Passage for review:
--------------------------------

On Fri, Sep 4, 2009 at 5:28 AM, Oren Ben-Kiki <oren@ben-kiki.org> wrote:
As for what is returned by the library, I agree that the only "safe"
choice is a byte array. However, the library _may_ choose to return
something else (such as a word array or even an "almost valid string")
depending on the platform, as long as it properly preserves the data.
 
It is also entirely possible for a library to expose options to the application about how to handle the new data type. Options that a library might expose include:

1) Always return it as a byte array (I think this should be the default and required behavior)

2) Throw exceptions/Raise errors if it can't convert it to a valid string (so if an application only wants to deal with strings, it can)

3) Convert if possible, otherwise return a byte array

For both 2 and 3, a library can expose different options about how to convert.

Is this something that the YAML spec needs to cover, though? It seems to me that this is a contract issue between the YAML processor (which is most likely in a library) and the application.

If the default/required behavior of the library is to return a language specific string when it can (option 3), then, in my opinion, it probably should not, by default, handle how invalid byte sequences are encoded into that string. In other words, the default behavior would be to only convert the bytes into a language specific string if the byte sequence is valid for that string type. A library should then expose options to change this behavior (with a tag handler being the most flexible choice).

The reason I say this is that the method chosen for conversion is going to be highly application specific. It will depend entirely upon that application's needs (most notably, whether or not it will retransmit the data). That is why I say it is largely an issue to be settled between the processor (most likely in a library) and the rest of the application..

--------------------------------

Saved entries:
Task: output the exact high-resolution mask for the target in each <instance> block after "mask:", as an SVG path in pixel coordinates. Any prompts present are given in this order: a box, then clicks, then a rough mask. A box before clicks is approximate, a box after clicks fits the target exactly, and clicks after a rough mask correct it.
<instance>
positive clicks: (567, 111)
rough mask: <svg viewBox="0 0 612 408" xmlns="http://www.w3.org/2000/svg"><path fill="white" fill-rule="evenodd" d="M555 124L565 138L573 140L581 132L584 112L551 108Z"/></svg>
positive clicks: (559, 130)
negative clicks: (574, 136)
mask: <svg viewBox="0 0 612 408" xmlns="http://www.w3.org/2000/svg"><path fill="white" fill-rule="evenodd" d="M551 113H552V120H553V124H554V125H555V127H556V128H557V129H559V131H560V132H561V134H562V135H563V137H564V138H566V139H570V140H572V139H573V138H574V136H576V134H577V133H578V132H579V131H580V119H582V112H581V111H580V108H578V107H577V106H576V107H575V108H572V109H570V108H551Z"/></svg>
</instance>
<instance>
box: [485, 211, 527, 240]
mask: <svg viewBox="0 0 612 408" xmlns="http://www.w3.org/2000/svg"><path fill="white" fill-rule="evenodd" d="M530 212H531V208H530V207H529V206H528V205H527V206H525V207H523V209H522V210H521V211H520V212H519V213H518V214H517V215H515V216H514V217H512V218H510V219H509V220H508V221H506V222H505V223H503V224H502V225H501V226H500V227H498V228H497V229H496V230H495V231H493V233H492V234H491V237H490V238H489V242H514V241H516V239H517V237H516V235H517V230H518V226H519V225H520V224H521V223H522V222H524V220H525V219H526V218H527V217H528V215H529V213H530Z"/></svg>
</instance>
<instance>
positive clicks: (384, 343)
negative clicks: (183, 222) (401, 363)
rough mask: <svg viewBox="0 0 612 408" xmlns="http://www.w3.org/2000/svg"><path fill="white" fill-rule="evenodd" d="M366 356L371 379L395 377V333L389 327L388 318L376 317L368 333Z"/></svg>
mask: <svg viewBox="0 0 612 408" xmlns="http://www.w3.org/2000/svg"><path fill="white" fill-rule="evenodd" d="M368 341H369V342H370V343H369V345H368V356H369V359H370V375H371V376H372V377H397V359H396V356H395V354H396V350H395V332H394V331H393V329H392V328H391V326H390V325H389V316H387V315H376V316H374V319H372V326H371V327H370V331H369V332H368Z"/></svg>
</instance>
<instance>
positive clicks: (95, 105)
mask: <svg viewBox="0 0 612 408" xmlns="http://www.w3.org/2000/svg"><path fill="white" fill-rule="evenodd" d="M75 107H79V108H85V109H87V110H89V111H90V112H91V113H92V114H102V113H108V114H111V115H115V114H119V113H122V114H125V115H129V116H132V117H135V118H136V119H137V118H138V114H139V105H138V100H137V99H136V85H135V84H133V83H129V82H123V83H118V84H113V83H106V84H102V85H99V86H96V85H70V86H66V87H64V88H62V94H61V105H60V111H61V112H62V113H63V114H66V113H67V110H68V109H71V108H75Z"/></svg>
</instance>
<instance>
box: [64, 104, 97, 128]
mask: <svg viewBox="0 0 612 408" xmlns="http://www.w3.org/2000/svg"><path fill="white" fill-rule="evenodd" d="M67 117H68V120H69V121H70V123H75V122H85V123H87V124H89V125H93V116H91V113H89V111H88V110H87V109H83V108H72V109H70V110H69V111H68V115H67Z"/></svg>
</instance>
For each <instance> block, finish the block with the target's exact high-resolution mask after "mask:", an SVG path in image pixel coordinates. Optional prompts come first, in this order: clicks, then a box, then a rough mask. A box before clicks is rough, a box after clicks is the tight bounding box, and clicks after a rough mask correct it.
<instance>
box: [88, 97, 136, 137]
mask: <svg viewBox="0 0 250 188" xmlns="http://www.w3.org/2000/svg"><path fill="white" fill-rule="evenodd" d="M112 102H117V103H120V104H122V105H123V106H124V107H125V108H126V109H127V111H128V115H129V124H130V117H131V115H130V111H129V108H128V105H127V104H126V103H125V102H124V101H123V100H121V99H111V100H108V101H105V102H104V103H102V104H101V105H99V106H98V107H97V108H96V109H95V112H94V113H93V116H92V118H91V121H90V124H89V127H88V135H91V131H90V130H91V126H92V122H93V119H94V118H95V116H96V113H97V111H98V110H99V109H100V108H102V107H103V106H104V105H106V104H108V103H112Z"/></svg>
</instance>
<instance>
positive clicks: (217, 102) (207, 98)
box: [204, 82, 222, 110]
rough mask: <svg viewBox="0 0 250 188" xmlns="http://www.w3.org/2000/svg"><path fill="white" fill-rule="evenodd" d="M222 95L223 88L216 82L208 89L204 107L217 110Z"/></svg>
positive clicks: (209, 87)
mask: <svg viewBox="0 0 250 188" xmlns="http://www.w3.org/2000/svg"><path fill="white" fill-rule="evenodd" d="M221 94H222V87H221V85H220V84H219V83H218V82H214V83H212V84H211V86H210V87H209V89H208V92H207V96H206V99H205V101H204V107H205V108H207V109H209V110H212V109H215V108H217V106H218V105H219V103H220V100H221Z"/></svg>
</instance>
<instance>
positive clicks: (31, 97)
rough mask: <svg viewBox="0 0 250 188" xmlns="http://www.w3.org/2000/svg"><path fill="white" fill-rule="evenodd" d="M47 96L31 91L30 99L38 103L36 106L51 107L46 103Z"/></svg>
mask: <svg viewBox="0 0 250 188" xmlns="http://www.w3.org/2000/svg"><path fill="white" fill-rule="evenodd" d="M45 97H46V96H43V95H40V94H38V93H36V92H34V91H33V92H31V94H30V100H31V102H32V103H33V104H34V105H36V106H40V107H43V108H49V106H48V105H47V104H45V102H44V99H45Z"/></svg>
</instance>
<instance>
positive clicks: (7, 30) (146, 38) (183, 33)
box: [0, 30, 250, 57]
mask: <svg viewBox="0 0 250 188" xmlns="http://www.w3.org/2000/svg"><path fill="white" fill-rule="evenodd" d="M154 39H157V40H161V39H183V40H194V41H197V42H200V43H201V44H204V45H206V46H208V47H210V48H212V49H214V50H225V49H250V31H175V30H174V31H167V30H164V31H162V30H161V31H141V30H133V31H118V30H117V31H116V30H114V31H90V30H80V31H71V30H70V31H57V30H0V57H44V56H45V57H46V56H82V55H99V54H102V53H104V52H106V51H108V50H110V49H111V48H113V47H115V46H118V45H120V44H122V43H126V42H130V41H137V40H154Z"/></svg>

--------------------------------

To-do item:
Answer these questions about the message on YAML library return types:
(a) In the quoted lines from Oren Ben-Kiki, what is called the only "safe" choice for what the library returns?
(b) Which numbered option does the writer say should be the default and required behavior?
(c) What does the writer name as the most flexible choice for changing how invalid byte sequences are handled?

Completed task:
(a) A byte array.
(b) Option 1: always return it as a byte array.
(c) A tag handler.